__EXERCISE PROMPT__: In the records that follow, what do you get when every "at least 20% is visible" is replaced with "at least 30% is visible" and nothing else is changed?
— start RECORD LIST —
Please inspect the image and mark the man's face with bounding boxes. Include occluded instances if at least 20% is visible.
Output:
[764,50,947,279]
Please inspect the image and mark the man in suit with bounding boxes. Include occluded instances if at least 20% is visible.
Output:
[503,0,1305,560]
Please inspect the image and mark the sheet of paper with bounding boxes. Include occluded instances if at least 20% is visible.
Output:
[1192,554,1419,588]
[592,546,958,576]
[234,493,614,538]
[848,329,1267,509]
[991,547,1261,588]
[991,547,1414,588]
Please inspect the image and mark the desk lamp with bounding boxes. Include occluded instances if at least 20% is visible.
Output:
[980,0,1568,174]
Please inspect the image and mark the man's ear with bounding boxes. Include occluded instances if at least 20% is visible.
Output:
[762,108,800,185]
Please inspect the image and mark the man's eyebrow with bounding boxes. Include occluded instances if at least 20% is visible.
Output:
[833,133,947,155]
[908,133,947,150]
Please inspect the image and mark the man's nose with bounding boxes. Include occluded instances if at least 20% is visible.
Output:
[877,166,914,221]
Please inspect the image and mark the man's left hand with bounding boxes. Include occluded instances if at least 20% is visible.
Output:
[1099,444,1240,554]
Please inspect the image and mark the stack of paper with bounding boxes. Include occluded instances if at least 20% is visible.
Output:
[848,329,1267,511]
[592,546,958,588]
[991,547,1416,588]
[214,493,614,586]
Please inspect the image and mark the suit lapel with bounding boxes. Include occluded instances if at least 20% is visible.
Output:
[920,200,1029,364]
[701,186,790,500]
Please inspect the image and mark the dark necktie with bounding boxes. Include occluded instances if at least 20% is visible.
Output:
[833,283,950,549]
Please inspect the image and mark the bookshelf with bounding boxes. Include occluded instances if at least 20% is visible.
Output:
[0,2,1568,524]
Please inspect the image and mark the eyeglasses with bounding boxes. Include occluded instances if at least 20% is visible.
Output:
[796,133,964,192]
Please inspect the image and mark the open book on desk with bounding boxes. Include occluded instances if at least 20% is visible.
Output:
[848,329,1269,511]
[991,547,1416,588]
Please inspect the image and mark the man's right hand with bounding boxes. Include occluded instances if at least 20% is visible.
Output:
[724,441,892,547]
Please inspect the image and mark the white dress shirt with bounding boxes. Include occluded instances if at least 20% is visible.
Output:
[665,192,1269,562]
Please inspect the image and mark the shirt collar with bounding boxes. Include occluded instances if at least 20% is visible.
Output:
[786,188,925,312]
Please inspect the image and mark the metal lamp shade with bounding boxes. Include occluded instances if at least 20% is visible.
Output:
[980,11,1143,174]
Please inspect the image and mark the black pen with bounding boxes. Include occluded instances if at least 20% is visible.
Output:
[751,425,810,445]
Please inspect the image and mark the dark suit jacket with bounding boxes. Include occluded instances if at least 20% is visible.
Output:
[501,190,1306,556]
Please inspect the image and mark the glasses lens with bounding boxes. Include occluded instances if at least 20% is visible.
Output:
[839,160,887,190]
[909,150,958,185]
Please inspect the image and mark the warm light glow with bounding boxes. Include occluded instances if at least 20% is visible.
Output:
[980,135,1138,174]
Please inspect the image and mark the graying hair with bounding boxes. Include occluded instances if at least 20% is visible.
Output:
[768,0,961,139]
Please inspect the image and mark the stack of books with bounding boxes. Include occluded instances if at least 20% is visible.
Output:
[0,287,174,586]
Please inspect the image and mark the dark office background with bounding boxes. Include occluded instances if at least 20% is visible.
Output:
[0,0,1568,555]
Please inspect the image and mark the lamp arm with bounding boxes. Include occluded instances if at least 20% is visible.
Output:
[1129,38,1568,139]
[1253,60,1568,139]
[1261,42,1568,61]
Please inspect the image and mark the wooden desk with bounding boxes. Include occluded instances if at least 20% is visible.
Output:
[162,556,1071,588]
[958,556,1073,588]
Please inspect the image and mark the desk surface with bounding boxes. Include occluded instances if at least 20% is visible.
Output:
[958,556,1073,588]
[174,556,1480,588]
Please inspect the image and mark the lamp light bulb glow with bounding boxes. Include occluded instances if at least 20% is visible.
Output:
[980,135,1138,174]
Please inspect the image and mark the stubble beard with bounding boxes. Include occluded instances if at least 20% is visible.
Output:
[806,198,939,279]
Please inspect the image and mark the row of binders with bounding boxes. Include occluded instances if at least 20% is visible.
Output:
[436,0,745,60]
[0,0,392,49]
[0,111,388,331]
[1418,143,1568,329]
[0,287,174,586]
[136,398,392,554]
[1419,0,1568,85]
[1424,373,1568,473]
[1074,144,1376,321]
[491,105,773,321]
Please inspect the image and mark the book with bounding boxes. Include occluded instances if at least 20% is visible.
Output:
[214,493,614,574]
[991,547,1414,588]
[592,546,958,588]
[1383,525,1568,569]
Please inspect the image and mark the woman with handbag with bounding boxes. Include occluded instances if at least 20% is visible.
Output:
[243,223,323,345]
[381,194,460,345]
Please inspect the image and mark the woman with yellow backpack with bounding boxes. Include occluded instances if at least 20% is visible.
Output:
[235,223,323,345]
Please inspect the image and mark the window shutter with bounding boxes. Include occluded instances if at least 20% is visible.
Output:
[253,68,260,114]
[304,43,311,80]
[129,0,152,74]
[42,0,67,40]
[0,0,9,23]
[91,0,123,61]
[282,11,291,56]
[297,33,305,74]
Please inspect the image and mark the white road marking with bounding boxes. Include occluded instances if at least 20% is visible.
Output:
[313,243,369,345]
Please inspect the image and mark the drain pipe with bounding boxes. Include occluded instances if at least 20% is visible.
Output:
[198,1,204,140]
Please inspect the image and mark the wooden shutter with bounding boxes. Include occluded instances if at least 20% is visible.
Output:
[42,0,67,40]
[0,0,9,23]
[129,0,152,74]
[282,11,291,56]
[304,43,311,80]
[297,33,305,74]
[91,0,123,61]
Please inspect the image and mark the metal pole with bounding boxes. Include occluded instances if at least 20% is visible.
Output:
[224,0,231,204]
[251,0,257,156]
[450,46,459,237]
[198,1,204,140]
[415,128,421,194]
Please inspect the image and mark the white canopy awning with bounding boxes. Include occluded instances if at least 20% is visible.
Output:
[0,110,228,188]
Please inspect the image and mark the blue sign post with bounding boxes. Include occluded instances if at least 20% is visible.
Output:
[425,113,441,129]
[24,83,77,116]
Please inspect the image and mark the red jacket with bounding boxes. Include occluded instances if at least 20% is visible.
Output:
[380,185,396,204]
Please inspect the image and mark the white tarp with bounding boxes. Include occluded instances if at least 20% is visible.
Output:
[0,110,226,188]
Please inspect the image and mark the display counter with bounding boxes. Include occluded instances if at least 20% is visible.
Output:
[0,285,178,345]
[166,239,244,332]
— end RECORD LIST —
__THE COMPLETED TASK__:
Please inspect the image and mark the man's face with bounding boxes. Include occluded instances if at least 30% is visible.
Output:
[764,50,947,279]
Please inspect the image and mark the man in suit with bounding boxes. Include occluded instances if at least 30% is visible.
Output:
[503,0,1305,560]
Please inspect the image and mark the sheet of paper with bounding boxes. Include occluded instances if at least 30% is visible.
Output:
[1192,554,1419,588]
[592,546,958,576]
[234,493,614,538]
[848,329,1267,509]
[991,547,1261,588]
[991,547,1414,588]
Please inspect the image and mark the desk lamp with bounding boxes. Include occluded instances if at least 30% is visible.
Output:
[980,0,1568,174]
Please inspect the image and mark the man's ear with bounding boxes. Include occluded instances if at least 30% is visible.
Output:
[762,108,800,185]
Please inspect the image and mark the man's eyebrow with bounding boxes. Include occluded instances if at least 30% is visible.
Output:
[833,133,947,155]
[908,133,947,150]
Please inspect the image and mark the man's nose with bounding boxes. Include occluded instances if at least 30% is visible.
Output:
[877,166,914,221]
Please inspect the image and mark the man's left hand with bounding boxes. Include occluded instances if at least 30% is visible.
Output:
[1099,444,1240,554]
Please inspect the image and mark the stack of paper with bounding boxes. Include occluded instances if at least 30% is visible.
Output:
[848,329,1267,511]
[592,546,958,588]
[991,547,1416,588]
[214,493,614,586]
Please inspect the image and mark the suit lapel with bounding boxes. Include occluded instances if at least 30% is visible.
Output:
[920,200,1029,364]
[701,186,790,500]
Please inspect the image and mark the dark necktie with bounding boxes. Include occluded instances if at least 30% is visible.
Output:
[833,283,950,549]
Please inspect the image and mark the bookshelf with bounding boxes. Include occluded instances if at least 30% is visible.
Output:
[0,2,1568,524]
Please inspect the image and mark the eyeglasses with bounding boxes. Include occluded instances if at least 30% is visible.
Output:
[796,133,964,192]
Please inspect the image and mark the open book on desk with bounding boxes. Include occluded instances if at least 30% is visible.
Output:
[848,329,1269,511]
[991,547,1416,588]
Please inspect the image and mark the man's right hand with bounding boxes. Include occluded instances if at least 30% is visible.
Output:
[724,441,892,547]
Please inspect the image and mark the white dress shirt with bounding boxes. Include occluded instances if at least 30% is visible.
Output:
[665,192,1269,562]
Please inspect the image and mark the shirt collar with bounding boxes. Include occluded instances if at least 30% is visible.
Output:
[786,188,925,312]
Please inspect the image and mark the metal lamp shade with bounding boxes. Include occluded instances if at least 30% is visible.
Output:
[980,11,1143,174]
Please inspect the image and mark the black pen with bounding boxes. Include occluded instances if at least 30% is visible.
Output:
[751,425,810,445]
Please inspect the image and mark the dark suit jacket with bounding boxes. Include occluded instances if at least 30% is visible.
Output:
[501,190,1306,556]
Please inspect the image and mark the glasses lens with bounding boxes. Include occluded instances if at least 30% is visible.
Output:
[839,160,887,190]
[909,150,958,185]
Please inspect the image and mark the warm light glow with bounding boxes. Include occluded instances if at least 30% is visible.
Output:
[980,135,1138,174]
Please inspect the image and mark the graying hair with bounding boxes. Include occluded instances if at least 30% is visible.
Output:
[768,0,961,139]
Please inspect the image and mark the stack of books with bounding boxes. Include occluded instances if at least 30% is visible.
Output:
[0,287,174,586]
Please inspect the image and mark the dark office background with bounding boxes. Include occluded instances if at least 30% is visible.
Output:
[0,0,1568,555]
Please inspect the image and mark the lamp arm with bounding boxes. Include occluded instances if at least 30% is visible.
Output:
[1129,38,1568,139]
[1253,60,1568,139]
[1261,42,1568,61]
Please inspect the image and mark the wooden desk with bounding boxes. Include occluded instances if at least 30% is visible.
Output:
[162,556,1071,588]
[958,556,1073,588]
Please inspect the image and mark the desk surface with bounding boxes. Include occluded instances if at least 30% is visible.
Output:
[958,556,1073,588]
[174,556,1480,588]
Please inspect the image and mark the lamp light bulb glow with bounding boxes. Include occluded instances if at least 30% is visible.
Output:
[980,135,1138,174]
Please inspect the image and mark the stubble beard with bounding boxes. Include occluded instances if at least 30% is visible.
Output:
[806,198,939,279]
Please inspect the image and mark the row of binders with bounding boxes. Include occluded instances if at least 30% is visible.
Output:
[436,0,745,60]
[0,0,392,49]
[0,111,388,331]
[1418,143,1568,329]
[0,287,174,586]
[136,398,392,554]
[1419,0,1568,85]
[1424,373,1568,473]
[1074,144,1376,321]
[491,105,773,321]
Please inspect the image and mark the book with bounding boxes. Include occluded instances if at least 30% is visible.
Output:
[214,493,614,574]
[991,547,1414,588]
[592,546,958,588]
[1383,525,1568,569]
Please inspect the image and mark the woman with handbag with bounding boxes. Include occluded instances if at least 30% is visible.
Output:
[243,223,323,345]
[381,194,460,345]
Please inspect the image and mark the woman with yellow backpack with bounding boxes. Include occluded instances if at least 30% is visible.
Output:
[235,223,323,345]
Please inspect the image and mark the window shutter with bounding boxes. Include occluded instances if at least 30% is visible.
Output:
[253,68,260,114]
[304,43,311,80]
[129,0,152,74]
[42,0,67,40]
[0,0,9,23]
[91,0,123,61]
[282,11,291,56]
[297,33,305,74]
Please inspect the image and mark the white road marking with bounding boxes. Include occluded instances if at least 30% is visible.
Output:
[313,243,369,345]
Please inspect the image and mark the drain pipe with bounding boxes. Include occluded instances if at least 30% is visible.
Output:
[198,1,204,140]
Please inspect the image and mark the wooden shutter with bounding boxes. Include occluded instances if at least 30% is visible.
Output:
[42,0,67,40]
[0,0,9,23]
[129,0,152,74]
[282,11,291,56]
[304,43,311,80]
[297,33,305,74]
[91,0,123,61]
Please inspect the image and mark the metal pole with bounding boxes. Include occluded instances if at least 30% is visible.
Output:
[224,0,231,204]
[251,0,257,156]
[450,46,459,237]
[198,1,204,140]
[415,128,421,194]
Please inspect the image and mark the white canopy awning with bounding boxes. Include occluded instances if at least 30% is visible.
Output:
[0,110,228,188]
Please inspect the image and mark the blue sign post with bounding boxes. Include occluded instances if at least 30% is visible.
Output:
[425,113,441,129]
[24,83,77,116]
Please inspect the image and mark the red jacket with bounding boxes. Include occluded instances if at least 30% is visible.
Output:
[380,185,396,204]
Please inspect the image and mark the white tarp with bounding boxes. Include occluded instances if at least 30% is visible.
Output:
[0,110,226,188]
Please inspect the image and mark the display counter with bounding boxes. Include occluded instances if at least 30% is visible.
Output:
[0,285,178,345]
[166,239,244,332]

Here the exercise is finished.